● **Task description**
Return the entries below verbatim, starting at the line containing "Where can the low" and ending after the line containing "[[2, 134], [471, 137], [144, 133], [428, 140]]".
((
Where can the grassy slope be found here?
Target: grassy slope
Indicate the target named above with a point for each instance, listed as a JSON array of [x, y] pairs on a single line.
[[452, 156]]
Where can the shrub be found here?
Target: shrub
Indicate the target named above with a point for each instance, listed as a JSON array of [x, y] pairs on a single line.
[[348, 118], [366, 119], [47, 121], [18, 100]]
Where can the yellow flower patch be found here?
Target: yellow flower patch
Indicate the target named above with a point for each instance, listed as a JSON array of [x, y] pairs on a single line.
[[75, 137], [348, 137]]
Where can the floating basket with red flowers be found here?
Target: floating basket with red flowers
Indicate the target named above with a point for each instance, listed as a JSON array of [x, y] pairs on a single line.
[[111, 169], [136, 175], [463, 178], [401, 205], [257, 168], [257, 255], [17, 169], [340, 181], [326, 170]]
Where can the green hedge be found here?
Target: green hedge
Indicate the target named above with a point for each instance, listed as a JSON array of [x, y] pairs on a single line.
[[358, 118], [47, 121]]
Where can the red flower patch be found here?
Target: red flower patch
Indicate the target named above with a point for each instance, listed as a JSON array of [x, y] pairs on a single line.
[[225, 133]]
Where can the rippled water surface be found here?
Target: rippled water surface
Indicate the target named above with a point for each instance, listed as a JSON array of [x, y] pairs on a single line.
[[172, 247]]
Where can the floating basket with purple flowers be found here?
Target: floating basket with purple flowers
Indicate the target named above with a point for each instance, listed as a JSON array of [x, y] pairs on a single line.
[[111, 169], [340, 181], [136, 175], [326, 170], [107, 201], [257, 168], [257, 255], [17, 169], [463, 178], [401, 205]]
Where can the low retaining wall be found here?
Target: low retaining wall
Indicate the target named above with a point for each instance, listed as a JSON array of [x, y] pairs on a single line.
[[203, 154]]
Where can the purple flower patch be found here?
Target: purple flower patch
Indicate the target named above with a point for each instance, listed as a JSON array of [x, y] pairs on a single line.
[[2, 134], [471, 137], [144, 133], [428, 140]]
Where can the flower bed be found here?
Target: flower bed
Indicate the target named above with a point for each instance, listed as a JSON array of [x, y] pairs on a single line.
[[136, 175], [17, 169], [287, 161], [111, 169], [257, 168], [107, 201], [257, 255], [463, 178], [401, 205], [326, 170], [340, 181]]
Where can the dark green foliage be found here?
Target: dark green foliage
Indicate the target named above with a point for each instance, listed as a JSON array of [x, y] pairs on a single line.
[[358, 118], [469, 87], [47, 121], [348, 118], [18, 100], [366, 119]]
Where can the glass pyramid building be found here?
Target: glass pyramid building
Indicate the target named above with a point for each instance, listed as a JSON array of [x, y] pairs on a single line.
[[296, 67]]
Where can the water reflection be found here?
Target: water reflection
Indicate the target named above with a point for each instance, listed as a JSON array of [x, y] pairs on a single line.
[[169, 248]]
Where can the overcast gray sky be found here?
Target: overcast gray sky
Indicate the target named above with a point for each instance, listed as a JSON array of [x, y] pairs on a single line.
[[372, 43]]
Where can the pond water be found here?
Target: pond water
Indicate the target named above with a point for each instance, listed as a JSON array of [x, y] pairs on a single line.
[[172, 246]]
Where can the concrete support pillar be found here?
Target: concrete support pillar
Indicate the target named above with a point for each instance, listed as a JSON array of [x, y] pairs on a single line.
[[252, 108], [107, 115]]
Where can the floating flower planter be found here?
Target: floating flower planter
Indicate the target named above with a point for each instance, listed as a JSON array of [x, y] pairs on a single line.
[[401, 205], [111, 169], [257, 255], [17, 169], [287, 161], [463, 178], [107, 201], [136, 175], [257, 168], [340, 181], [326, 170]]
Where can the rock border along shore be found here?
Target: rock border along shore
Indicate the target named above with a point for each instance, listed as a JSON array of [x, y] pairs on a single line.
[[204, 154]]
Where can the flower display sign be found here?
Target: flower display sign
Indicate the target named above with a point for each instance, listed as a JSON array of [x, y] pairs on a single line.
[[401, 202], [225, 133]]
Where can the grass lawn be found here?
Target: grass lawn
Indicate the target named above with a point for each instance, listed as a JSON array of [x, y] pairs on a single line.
))
● **Exercise solution**
Where can the low retaining wall be found here?
Target: low retaining wall
Indicate the target named above with a point for each instance, listed as a JSON array of [x, y] pairs on a single line.
[[203, 154]]
Where can the purple flower patch be found here?
Target: purple flower patch
Indicate the target named above with a point for each instance, listed as a JSON array of [x, y] pairs on a single line.
[[2, 134], [471, 137], [144, 133], [428, 140]]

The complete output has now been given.